** Available data follows **

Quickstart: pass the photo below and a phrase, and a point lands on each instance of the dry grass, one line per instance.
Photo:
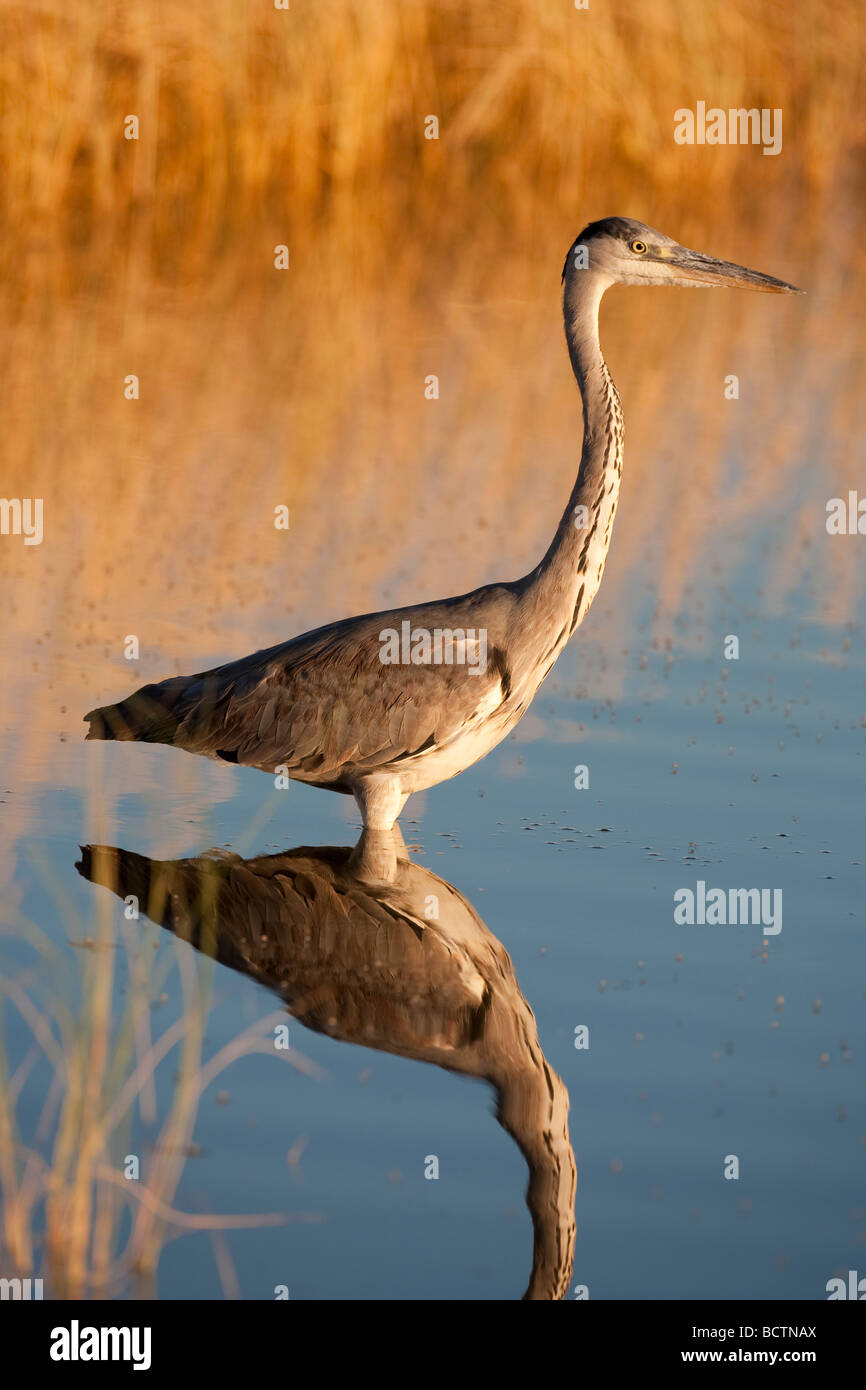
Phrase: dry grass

** End of Available data **
** Available data follows **

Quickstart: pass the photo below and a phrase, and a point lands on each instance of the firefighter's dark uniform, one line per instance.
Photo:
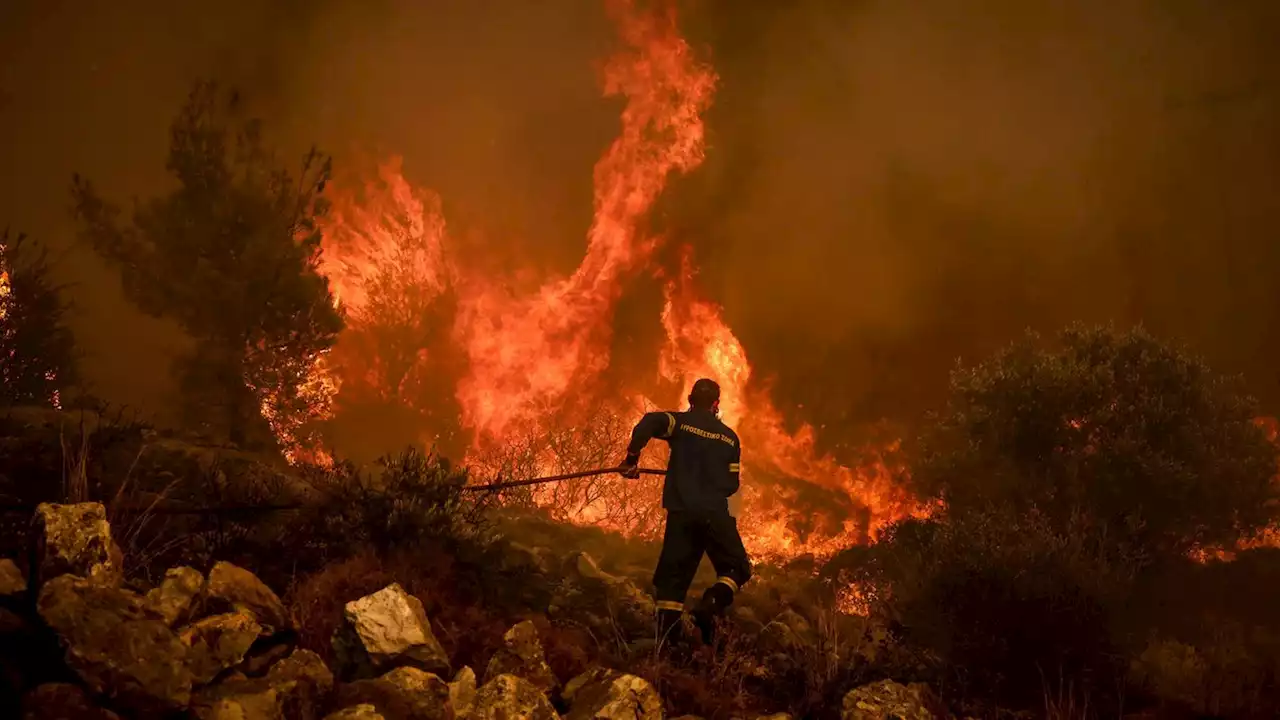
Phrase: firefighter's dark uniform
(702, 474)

** End of Available data **
** Available data follows **

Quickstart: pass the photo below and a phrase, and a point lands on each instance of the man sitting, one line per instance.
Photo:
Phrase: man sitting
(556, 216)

** End of Available data **

◆ Exercise requirements ◆
Repeat exactly the lines above, beginning at the one containing "grass, one line per instance." and ending at the one containing "Phrase: dry grass". Do not carry over any pictures.

◆ Output for this exercise ◆
Quickstart: pass the photo below and a phrase, and a point lands on each instance of the dry grass, one line per instance.
Photo:
Phrase: dry grass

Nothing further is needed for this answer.